-- DATA TO USE follows --
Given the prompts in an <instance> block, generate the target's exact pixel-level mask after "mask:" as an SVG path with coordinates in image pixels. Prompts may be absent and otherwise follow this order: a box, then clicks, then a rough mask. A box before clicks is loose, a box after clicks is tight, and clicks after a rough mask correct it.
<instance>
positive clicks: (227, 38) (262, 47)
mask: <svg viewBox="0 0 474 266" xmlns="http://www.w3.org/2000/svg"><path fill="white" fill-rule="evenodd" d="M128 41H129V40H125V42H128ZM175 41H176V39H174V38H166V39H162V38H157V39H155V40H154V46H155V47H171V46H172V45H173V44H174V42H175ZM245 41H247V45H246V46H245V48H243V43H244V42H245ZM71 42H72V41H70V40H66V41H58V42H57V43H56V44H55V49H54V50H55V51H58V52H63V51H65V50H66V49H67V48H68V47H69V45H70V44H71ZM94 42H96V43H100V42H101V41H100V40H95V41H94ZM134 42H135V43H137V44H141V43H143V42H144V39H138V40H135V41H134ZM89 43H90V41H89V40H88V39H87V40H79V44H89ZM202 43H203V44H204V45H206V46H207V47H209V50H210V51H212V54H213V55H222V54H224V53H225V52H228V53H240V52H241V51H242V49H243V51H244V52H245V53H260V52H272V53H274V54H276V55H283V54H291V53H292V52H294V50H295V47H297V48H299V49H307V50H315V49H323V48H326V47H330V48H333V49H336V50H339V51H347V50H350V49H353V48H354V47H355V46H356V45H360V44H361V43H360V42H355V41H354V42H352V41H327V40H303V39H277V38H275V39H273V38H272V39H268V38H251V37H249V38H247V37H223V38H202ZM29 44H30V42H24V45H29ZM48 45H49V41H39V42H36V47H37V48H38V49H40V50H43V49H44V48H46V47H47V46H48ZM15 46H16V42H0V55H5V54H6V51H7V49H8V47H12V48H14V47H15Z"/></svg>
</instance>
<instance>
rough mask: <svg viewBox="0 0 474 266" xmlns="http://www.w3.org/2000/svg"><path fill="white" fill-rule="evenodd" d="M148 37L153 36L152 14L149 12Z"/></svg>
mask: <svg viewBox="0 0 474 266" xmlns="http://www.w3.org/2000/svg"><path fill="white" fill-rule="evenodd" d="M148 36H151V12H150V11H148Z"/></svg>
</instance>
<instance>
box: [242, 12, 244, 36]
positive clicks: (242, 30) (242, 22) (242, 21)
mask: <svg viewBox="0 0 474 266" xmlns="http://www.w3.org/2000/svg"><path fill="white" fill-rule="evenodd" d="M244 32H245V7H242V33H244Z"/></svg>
-- DATA TO USE concluded --
Find the line that contains "box: [242, 12, 244, 36]". Restate it and all lines after it exactly, ending with the final line of the data.

box: [242, 12, 244, 36]
positive clicks: (242, 30) (242, 22) (242, 21)
mask: <svg viewBox="0 0 474 266" xmlns="http://www.w3.org/2000/svg"><path fill="white" fill-rule="evenodd" d="M244 32H245V7H242V33H244Z"/></svg>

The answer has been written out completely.